Study text -
Islam is not encoded in anyone’s DNA. Being religious is a personal choice, one that every individual is free to make—or not—as stated in the Universal declaration of Human Rights. As it happens, human rights (including freedom of belief) are widely denied to the 1.6 billion persons we’re talking about, by most of the governments they live under—as well as by the prejudices of well-meaning Western liberals who bend over backwards in their politically correct efforts to be understanding of “Muslim countries” and their ways. What well-meaning Westerners need to understand is the wide gap between Islam as it should be—a personal choice—and as it most often is—a set of pervasive constraints enforced by undemocratic States.
In all the countries where Islam is the religion of the State, merely criticizing the faith (let alone leaving it) is a criminal offense. In 2007, as the publisher of the Moroccan weekly magazine Nishan, I ran a cover story about popular humor in my country. Because the issue included jokes about Islam (harmless ones at that—the most notable one featured God assigning a deceased Muslim man of virtue to hell, before teasing him: “Smile, it’s the candid camera!”, copies of the magazine were publicly burnt by grimacing extremists, and my colleagues and I received hundreds of death threats. Yet instead of cracking down against the fanatics, the government prosecuted us for “damaging religious morals,” and banned the magazine for 3 months.

What is required - Extend the essay above on religious freedom and state-enforced Islam, beginning right after its final sentence about the three-month ban on the magazine.

Record set -
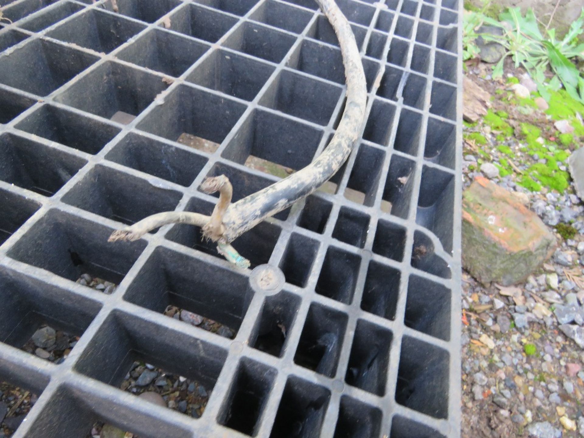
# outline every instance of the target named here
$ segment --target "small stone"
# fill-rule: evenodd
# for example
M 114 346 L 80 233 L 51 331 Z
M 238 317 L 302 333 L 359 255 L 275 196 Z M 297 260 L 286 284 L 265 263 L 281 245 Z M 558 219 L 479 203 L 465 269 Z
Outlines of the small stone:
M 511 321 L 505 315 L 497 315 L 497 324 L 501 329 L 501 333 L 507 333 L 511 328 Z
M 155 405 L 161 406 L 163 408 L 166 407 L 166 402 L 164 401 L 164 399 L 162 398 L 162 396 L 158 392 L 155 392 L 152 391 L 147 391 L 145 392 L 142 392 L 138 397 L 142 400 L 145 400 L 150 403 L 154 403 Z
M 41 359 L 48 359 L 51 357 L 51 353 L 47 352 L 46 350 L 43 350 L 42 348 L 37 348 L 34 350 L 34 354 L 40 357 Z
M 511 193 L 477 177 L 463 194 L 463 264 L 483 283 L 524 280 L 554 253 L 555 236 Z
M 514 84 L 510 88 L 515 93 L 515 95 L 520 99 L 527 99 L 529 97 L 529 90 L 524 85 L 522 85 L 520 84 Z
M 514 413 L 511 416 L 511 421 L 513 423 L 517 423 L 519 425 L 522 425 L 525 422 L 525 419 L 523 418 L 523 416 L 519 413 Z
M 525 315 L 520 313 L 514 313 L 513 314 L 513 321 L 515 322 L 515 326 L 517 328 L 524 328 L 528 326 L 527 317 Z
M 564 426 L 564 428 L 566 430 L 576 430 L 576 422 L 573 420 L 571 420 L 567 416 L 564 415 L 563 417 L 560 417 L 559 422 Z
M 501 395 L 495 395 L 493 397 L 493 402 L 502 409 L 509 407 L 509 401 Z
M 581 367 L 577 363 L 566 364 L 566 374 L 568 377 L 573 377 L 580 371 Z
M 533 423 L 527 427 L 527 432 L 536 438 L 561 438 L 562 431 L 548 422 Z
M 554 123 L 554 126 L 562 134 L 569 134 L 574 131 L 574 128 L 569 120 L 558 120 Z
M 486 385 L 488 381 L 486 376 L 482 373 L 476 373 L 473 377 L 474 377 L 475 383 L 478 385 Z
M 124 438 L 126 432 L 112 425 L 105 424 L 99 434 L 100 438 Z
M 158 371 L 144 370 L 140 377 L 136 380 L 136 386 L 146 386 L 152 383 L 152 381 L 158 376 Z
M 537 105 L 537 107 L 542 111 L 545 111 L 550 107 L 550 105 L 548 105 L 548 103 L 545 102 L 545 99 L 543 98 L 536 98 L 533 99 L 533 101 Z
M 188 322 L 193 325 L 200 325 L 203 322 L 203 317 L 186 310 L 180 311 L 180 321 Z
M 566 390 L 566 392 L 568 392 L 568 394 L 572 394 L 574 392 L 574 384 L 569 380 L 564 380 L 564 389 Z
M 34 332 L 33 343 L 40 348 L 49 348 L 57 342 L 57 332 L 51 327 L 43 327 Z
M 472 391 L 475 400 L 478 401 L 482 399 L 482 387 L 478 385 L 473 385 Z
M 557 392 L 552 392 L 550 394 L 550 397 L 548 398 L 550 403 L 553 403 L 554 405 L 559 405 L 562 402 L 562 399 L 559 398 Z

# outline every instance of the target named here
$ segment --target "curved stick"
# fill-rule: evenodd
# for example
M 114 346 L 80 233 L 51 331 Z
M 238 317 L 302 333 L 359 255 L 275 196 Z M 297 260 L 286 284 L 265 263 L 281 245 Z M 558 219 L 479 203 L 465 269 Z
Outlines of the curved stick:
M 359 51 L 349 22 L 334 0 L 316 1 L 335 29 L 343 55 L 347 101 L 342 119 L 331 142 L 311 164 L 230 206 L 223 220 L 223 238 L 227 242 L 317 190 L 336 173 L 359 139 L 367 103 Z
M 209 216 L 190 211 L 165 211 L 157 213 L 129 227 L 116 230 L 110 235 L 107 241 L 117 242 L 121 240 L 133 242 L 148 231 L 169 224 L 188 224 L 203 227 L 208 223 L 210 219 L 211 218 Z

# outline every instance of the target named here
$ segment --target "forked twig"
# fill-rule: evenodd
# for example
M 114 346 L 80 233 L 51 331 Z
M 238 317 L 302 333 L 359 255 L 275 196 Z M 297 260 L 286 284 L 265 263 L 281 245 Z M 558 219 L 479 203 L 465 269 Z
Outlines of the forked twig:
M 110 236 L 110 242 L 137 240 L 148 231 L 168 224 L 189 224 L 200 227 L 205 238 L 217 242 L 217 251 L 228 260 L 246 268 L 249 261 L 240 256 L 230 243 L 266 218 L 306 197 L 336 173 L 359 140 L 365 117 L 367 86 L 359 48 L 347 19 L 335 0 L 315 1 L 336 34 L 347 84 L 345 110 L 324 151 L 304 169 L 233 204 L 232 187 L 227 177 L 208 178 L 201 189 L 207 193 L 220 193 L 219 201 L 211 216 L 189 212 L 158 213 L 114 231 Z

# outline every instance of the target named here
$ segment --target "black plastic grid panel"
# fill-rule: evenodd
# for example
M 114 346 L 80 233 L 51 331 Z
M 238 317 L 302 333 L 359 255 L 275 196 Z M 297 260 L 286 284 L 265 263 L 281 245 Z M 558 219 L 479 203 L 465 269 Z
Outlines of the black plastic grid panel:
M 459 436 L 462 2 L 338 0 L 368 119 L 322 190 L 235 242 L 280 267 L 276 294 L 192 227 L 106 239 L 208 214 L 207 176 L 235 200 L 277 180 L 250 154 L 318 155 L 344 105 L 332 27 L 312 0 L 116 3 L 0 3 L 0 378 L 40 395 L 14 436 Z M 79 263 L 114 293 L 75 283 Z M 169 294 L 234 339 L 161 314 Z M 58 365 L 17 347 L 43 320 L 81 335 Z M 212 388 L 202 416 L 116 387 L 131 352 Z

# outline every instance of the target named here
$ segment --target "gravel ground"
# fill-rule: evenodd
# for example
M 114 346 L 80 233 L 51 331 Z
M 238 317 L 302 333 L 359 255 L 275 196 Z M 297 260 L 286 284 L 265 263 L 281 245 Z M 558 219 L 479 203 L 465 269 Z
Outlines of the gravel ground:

Task response -
It’s not just about mandatory religiosity. In most “Muslim countries,” school curricula include inescapable religious classes at every grade, with disturbing teachings about the role of women (mainly to procreate and stay at home), the duty to “defend Islam” and “fight its enemies,” and so on. Grown-ups are not spared either, with omnipresent state media never losing a chance to hammer into them that Islam is the highest moral norm, and transnational Arab channels like Al-Jazeera engaging in constant “us-versus-them” rhetoric (“us” being Muslims and “them,” Westerns, of course). Even opposition parties (mostly made of Islamist groups) do nothing but double down on religious intransigence, hoping to outdo the—already bigoted—official institutions. In these conditions, the psychological pressure is such that opting out of Islam is unthinkable—or more accurately, unthought-of—for the vast majority of the people.